Set problem: Pull out every line below that contains the string "thickest". Case counts.

+ + + + +

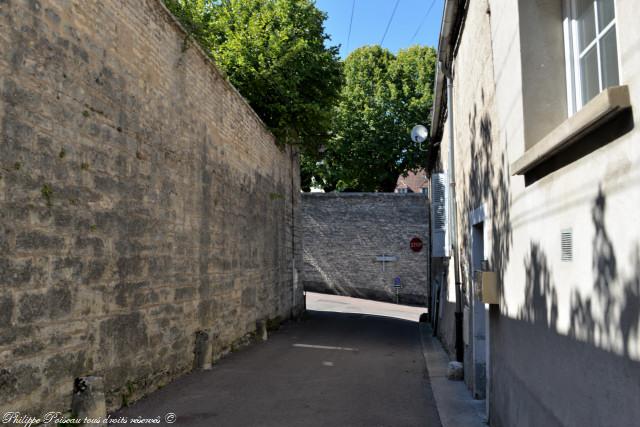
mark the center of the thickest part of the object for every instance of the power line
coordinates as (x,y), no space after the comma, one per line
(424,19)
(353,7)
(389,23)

+ + + + +

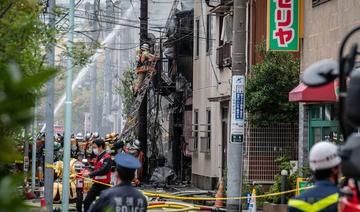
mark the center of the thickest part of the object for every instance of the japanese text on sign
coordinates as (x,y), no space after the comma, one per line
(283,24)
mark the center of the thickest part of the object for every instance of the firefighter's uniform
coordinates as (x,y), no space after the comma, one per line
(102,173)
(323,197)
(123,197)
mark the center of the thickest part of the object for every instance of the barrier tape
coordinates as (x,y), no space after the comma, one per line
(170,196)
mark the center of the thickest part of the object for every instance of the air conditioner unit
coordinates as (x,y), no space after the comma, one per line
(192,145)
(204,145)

+ + + + +

The output:
mark the center of the thickest part of the object for every instance of the power line
mark the center of the thickest part of the object for every instance of the japanese text on sign
mark the center of the thickest part of the object for every instance of the firefighter's uniform
mark the center of the thickest part of the object for every instance of the barrier tape
mark the center of the thickest part of the object for every instance of the air conditioner unit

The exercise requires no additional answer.